▶ [What you should do] Once you have read the records, write them out again exactly.

=== Begin Enclosure ===

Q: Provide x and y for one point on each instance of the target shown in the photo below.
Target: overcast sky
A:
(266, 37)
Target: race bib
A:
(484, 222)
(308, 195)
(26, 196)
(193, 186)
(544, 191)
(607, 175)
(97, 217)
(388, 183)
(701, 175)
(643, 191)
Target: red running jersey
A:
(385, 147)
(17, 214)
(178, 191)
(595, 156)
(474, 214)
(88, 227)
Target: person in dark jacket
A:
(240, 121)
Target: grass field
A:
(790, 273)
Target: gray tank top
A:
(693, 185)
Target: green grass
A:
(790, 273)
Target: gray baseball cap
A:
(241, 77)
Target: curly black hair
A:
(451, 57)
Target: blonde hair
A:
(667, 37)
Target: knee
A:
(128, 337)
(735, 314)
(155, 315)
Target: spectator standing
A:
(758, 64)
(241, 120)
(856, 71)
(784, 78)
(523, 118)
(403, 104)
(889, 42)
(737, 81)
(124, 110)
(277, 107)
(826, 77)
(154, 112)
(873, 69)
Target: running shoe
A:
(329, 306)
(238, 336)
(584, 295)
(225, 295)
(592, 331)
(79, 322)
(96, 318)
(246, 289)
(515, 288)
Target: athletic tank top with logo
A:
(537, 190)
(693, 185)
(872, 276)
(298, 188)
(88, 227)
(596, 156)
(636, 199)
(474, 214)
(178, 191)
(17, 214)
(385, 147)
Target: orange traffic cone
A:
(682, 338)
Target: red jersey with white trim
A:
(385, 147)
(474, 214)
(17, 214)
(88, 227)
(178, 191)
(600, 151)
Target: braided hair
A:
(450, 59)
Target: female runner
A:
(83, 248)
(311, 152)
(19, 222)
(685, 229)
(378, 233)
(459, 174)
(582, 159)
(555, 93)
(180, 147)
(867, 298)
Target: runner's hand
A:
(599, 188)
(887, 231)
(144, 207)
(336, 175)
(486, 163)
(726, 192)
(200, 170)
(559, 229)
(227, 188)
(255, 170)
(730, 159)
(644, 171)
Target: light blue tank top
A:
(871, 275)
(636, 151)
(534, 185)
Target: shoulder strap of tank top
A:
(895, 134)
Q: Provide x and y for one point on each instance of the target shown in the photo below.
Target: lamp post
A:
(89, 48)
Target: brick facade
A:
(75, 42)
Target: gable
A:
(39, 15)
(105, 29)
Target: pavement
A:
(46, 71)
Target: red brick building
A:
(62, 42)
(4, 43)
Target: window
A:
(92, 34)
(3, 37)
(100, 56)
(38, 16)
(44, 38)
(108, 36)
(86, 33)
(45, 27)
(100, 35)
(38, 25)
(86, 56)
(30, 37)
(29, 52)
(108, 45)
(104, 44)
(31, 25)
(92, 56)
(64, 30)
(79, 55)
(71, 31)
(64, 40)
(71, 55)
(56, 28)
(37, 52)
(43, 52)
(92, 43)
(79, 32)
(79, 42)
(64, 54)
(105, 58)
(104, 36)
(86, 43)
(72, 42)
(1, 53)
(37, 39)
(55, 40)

=== End Enclosure ===

▶ [Solution to this problem]
Q: Provide x and y for one point on each instance of the target shown in the photo below.
Target: overcast sky
A:
(266, 37)
Target: race bib
A:
(484, 222)
(308, 195)
(26, 196)
(193, 186)
(544, 191)
(607, 175)
(97, 217)
(388, 183)
(701, 175)
(643, 191)
Target: red running jersey
A:
(385, 147)
(17, 214)
(178, 191)
(595, 156)
(474, 214)
(88, 227)
Target: person in dark jacket
A:
(240, 121)
Target: grass field
A:
(790, 273)
Target: gray tank top
A:
(693, 185)
Target: green grass
A:
(790, 273)
Target: gray baseball cap
A:
(241, 77)
Target: curly black hair
A:
(451, 57)
Target: blonde hair
A:
(667, 37)
Target: knee
A:
(128, 337)
(735, 314)
(155, 315)
Target: spectator standing
A:
(758, 64)
(241, 120)
(856, 71)
(784, 78)
(523, 118)
(403, 104)
(889, 42)
(737, 81)
(124, 110)
(277, 107)
(826, 77)
(154, 112)
(873, 69)
Target: running shoe
A:
(329, 306)
(238, 336)
(584, 295)
(225, 295)
(592, 331)
(79, 322)
(96, 318)
(246, 289)
(515, 288)
Target: athletic tank top with logo
A:
(537, 190)
(693, 185)
(872, 276)
(298, 188)
(88, 227)
(596, 156)
(636, 199)
(474, 214)
(178, 191)
(17, 214)
(385, 147)
Target: orange traffic cone
A:
(682, 338)
Target: red jersey with white trim
A:
(385, 147)
(474, 214)
(17, 214)
(88, 227)
(178, 191)
(600, 151)
Target: braided hair
A:
(450, 59)
Target: female runner
A:
(83, 248)
(311, 152)
(19, 222)
(685, 229)
(378, 233)
(459, 174)
(582, 159)
(555, 93)
(180, 147)
(867, 298)
Target: runner's hand
A:
(599, 188)
(887, 231)
(144, 207)
(336, 175)
(486, 163)
(726, 192)
(200, 170)
(559, 229)
(227, 188)
(255, 170)
(730, 159)
(644, 171)
Target: light blue tank top
A:
(871, 275)
(636, 151)
(534, 185)
Target: shoulder strap of tank top
A:
(895, 134)
Q: Provide x and y for one point on each instance of the target shown in the photo below.
Target: lamp post
A:
(89, 48)
Target: brick facade
A:
(75, 42)
Target: gable
A:
(39, 15)
(105, 29)
Target: pavement
A:
(46, 71)
Target: red brick building
A:
(62, 42)
(4, 43)
Target: window
A:
(92, 34)
(3, 37)
(100, 56)
(38, 16)
(44, 38)
(108, 36)
(86, 33)
(45, 27)
(100, 35)
(38, 25)
(86, 56)
(30, 37)
(29, 52)
(108, 45)
(104, 44)
(31, 25)
(92, 56)
(64, 30)
(79, 55)
(71, 31)
(64, 40)
(71, 55)
(56, 28)
(37, 52)
(43, 52)
(92, 43)
(79, 32)
(79, 42)
(64, 54)
(105, 58)
(104, 36)
(86, 43)
(72, 42)
(1, 53)
(37, 39)
(55, 40)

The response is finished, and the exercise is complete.